> [Directive]
Continue the passage on the US and Indian positions toward the Taliban, starting right after its final sentence.

Blinken also said that he “planned to establish a position in the State Department dedicated to assisting Afghan women and girls.”

On September 21, in his speech at the UNGA, US President Joe Biden stated: ‘We all must advocate for women — the rights of women and girls to use their full talents to contribute economically, politically, and socially and pursue their dreams free of violence and intimidation — from Central America to the Middle East, to Africa, to Afghanistan — wherever it appears in the world. He also referred to the “expectations to which we will hold the Taliban when it comes to respecting universal human rights.”

India’s stand

To sum up, in the context of the Taliban, while there is a seeming parallel between India and the US on when a country’s prioritized security goals supersede all else, in India’s case its stand is also predicated on its long-term security concerns close to its borders, and as such are more immediate.

For instance, the hardline Haqqani faction of the Taliban, having close ties with Pakistan historically, are well represented in the Taliban interim cabinet, and as such it is in India’s strategic interest to continue its engagement with the Taliban, but withhold any official recognition, and continue to wait and watch to see if the regime’s assurances are matched by its deeds.

> [Given information]
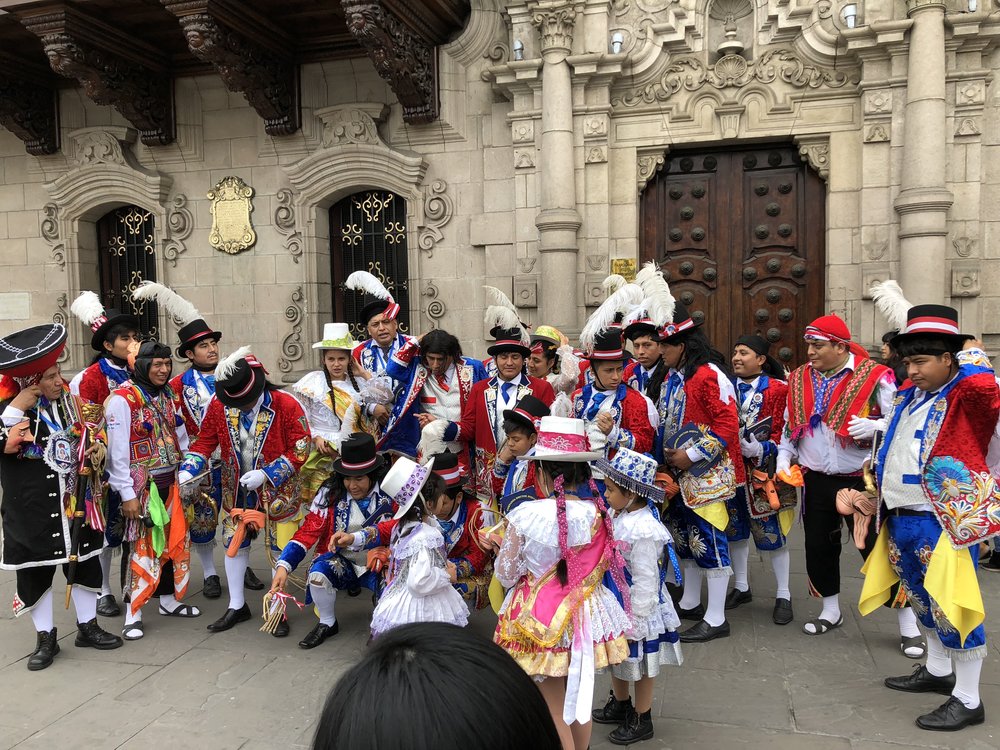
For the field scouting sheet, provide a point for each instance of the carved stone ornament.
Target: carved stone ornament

> [Written response]
But while playing a delicate balancing act, India also needs to now go the extra mile by officially coming out in support of the rights of women in Afghanistan under the Taliban and holding it accountable, as the US and many others have done. The time too seems to be right, given the added leverage India has, following the recent overtures of the Taliban. There is also India’s robust record of working for women’s education and empowerment for decades with the previous government in Afghanistan.    

(The writer was a Joint Secretary in the Joint Intelligence Committee, Cabinet Secretariat and former Member-Secretary, National Commission for Women, India. She holds a doctorate in International Relations from Columbia University. The views expressed are personal. She can be contacted at ns570@columbia.edu)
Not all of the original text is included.